== Provided entries ==

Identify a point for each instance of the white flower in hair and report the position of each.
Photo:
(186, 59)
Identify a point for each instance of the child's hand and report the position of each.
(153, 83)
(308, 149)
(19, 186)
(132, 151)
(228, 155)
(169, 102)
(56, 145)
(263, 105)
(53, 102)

===

■ Do this
Rewrite all of the rows above, replacing "instance" with "occurrence" and leaving everything else unchanged.

■ Exercise response
Identify a point for each occurrence of the white flower in hair and report the position of each.
Photo:
(186, 59)
Identify a point for each occurrence of the child's hand and report the position of each.
(153, 83)
(308, 149)
(19, 186)
(132, 151)
(228, 155)
(169, 102)
(56, 145)
(263, 105)
(53, 102)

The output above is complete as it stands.